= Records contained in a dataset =
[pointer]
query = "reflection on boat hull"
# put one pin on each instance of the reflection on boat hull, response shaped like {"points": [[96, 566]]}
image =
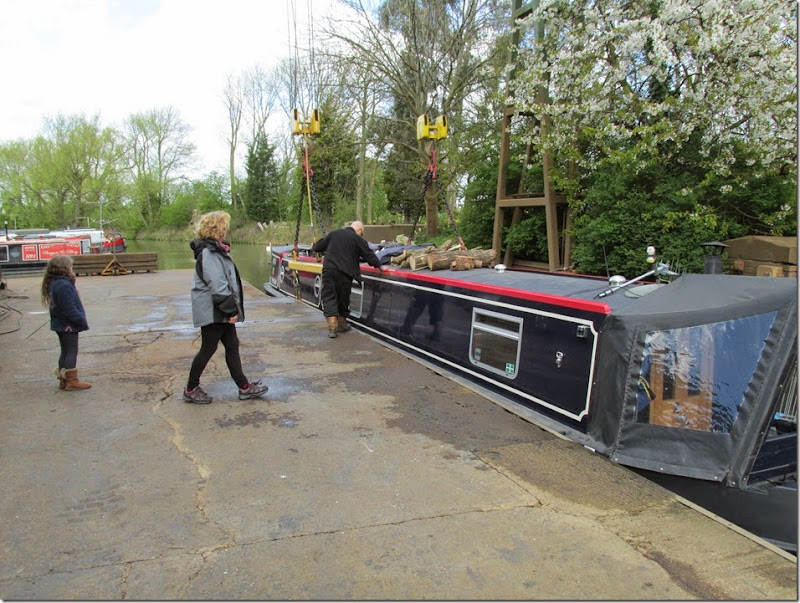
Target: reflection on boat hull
{"points": [[694, 381]]}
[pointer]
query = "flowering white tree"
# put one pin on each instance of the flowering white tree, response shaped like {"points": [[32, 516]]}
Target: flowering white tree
{"points": [[627, 81]]}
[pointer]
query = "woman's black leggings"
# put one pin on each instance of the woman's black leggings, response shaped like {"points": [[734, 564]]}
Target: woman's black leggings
{"points": [[210, 336], [69, 349]]}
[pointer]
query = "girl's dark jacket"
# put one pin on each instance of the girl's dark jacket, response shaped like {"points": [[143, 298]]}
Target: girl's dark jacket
{"points": [[66, 309], [217, 287]]}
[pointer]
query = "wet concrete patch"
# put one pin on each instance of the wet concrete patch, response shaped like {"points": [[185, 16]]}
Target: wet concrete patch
{"points": [[256, 418], [565, 469]]}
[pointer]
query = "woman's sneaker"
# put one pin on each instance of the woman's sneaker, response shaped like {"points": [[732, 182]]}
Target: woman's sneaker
{"points": [[196, 396], [254, 389]]}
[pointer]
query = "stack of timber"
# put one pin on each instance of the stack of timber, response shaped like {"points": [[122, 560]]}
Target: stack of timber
{"points": [[444, 257], [763, 256], [114, 263]]}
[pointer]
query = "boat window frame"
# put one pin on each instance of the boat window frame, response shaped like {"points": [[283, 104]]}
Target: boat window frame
{"points": [[508, 334]]}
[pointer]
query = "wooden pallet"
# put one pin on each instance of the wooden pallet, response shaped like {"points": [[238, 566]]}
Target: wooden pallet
{"points": [[115, 264]]}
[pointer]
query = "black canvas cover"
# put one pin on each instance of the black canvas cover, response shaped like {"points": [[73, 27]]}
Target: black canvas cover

= TASK BRIEF =
Using the material above, return every line exactly as it appears, minus the pictures.

= RESPONSE TO THE EXERCISE =
[pointer]
query = "reflection on boat hull"
# put one pin on each instance of the reflection on boat hull, response shaped like {"points": [[96, 566]]}
image =
Target: reflection on boat hull
{"points": [[694, 381]]}
[pointer]
query = "flowering white tree"
# put one pin on each instance of the flowering white tree, response shaped like {"points": [[32, 516]]}
Target: flowering white tree
{"points": [[627, 81]]}
[pointer]
query = "woman's black leggings"
# put one pin on each instance of the woman's black leggings, response shaped like {"points": [[734, 564]]}
Target: woman's black leggings
{"points": [[210, 336], [69, 349]]}
[pointer]
query = "girl's dark jacket"
# put one pin on each instance of the girl's dark jacket, response shaped like {"points": [[143, 298]]}
Target: girl's dark jacket
{"points": [[66, 309], [217, 287]]}
[pointer]
query = "wet concrete patch"
# put one pin on each instance of the wet concrete patch, response shaped like {"points": [[185, 16]]}
Target: wet concrete patch
{"points": [[256, 418], [565, 469]]}
[pointer]
query = "woman's sneaker"
# put one pin on each instance of the woman's sneaker, response shaped like {"points": [[732, 182]]}
Target: woman's sneaker
{"points": [[196, 396], [254, 389]]}
[pointer]
query = "stack of timber"
# put one pin on each instance of the stack of timber, response shaped like {"points": [[122, 560]]}
Target: stack of timber
{"points": [[444, 257], [763, 256], [114, 263]]}
[pointer]
query = "boat window frame"
# put one pin on each instance of the boat window frame, response shaped like {"points": [[283, 104]]}
Target: boat window frame
{"points": [[508, 334]]}
[pointer]
query = "wooden pallet"
# put one pin on each instance of the wooden pallet, response shaped like {"points": [[238, 566]]}
Target: wooden pallet
{"points": [[115, 264]]}
[pointer]
query = "black canvas cover"
# put one pin on each instance of the black canvas cover, response shaped like {"points": [[73, 27]]}
Target: black canvas cover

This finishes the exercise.